- _Aim of the exercise_
Please copy all the lines that follow, word for word.

(Part of a data file)
━━━

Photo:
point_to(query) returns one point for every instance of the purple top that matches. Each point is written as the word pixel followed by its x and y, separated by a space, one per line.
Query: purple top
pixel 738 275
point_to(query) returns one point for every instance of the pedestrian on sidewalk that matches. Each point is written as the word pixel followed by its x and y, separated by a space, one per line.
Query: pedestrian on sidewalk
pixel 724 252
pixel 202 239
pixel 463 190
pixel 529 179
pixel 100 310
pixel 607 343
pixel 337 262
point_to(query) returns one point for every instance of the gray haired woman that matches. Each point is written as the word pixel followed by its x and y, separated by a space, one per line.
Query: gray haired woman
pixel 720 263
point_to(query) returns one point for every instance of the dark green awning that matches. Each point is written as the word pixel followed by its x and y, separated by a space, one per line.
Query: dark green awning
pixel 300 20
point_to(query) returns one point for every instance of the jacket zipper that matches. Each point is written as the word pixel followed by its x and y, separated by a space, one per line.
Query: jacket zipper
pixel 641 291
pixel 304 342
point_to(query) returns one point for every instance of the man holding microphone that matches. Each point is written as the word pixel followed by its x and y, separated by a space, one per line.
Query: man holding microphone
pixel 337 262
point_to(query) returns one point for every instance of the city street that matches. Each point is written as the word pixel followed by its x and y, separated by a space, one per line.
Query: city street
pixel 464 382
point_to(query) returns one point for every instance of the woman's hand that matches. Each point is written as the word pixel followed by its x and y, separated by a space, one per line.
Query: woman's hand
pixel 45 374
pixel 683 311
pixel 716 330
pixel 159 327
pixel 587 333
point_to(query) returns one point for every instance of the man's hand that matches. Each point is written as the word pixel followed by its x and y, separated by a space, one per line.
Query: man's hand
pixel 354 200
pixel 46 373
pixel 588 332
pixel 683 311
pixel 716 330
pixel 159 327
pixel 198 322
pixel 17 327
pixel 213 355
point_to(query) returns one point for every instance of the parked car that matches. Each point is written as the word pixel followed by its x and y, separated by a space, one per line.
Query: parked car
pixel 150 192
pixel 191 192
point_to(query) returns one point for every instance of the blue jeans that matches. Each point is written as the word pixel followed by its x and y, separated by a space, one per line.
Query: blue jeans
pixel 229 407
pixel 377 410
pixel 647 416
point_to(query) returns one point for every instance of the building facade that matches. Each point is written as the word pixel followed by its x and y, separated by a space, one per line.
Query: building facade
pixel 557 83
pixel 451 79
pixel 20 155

━━━

- _Solution_
Photo:
point_to(query) returns one point for every instance of the purple top that matches. Each point is written as the word pixel followed by its x and y, separated by a space, one per line.
Query: purple top
pixel 738 275
point_to(query) returns one point for every instance of the pedestrian on sidewalk that matches. Each point is written as the word pixel followed by its x and y, separated by a space, one per line.
Query: pedestrian on sidewalk
pixel 724 252
pixel 202 239
pixel 463 190
pixel 529 179
pixel 100 310
pixel 607 343
pixel 337 262
point_to(query) returns one point for every instance of the gray haired woman that matches. Each point is written as the word pixel followed by its x and y, separated by a space, one per line.
Query: gray haired woman
pixel 720 263
point_to(query) returns one point for every instance of the dark green awning that matches. Each point is written as the word pixel followed by its x and y, separated by a space, one per line.
Query: dark green awning
pixel 300 20
point_to(query) returns one point for every instance of the jacket zipper that matches. Each point is written as the word pixel followed by its x and y, separated by a space, one per line.
Query: jacket zipper
pixel 641 291
pixel 304 342
point_to(query) returns one point for every instance of the man holding microphone that matches. Each point is written as the word pixel followed by its x and y, separated by a space, one per line.
Query: man holding microphone
pixel 337 262
point_to(query) returns one point for every instance of the city street that matches. Each point is written as the word pixel followed by its x and y, separated by a space, one per line.
Query: city street
pixel 464 382
point_to(query) returns one point for every instance of the woman's hand that matches. Each point is written as the word pixel followed by its x and y, separated by a space, one per line.
Query: woman's hand
pixel 45 374
pixel 683 311
pixel 716 330
pixel 159 327
pixel 587 333
point_to(query) returns one point for every instance of the man's hand that matches. Each point is written as the word pixel followed by its x and y, separated by a space, one per line.
Query: man's hand
pixel 354 200
pixel 46 373
pixel 588 332
pixel 683 311
pixel 716 330
pixel 159 327
pixel 198 322
pixel 17 327
pixel 213 355
point_to(query) returns one point for every instance of the parked car that matches. Each point is written as the word pixel followed by its x and y, separated by a space, one per line.
Query: parked car
pixel 150 192
pixel 191 192
point_to(query) returns one point for every instance of the blue jeans that matches. Each point is written as the word pixel followed by its x and y, separated by a space, one per line.
Query: blue jeans
pixel 229 407
pixel 377 410
pixel 647 416
point_to(query) returns one point for every instance of the building facade that matches. Each point is written as the word pixel followed by its x and y, separated by a space, one per line.
Query: building facade
pixel 557 83
pixel 451 79
pixel 20 155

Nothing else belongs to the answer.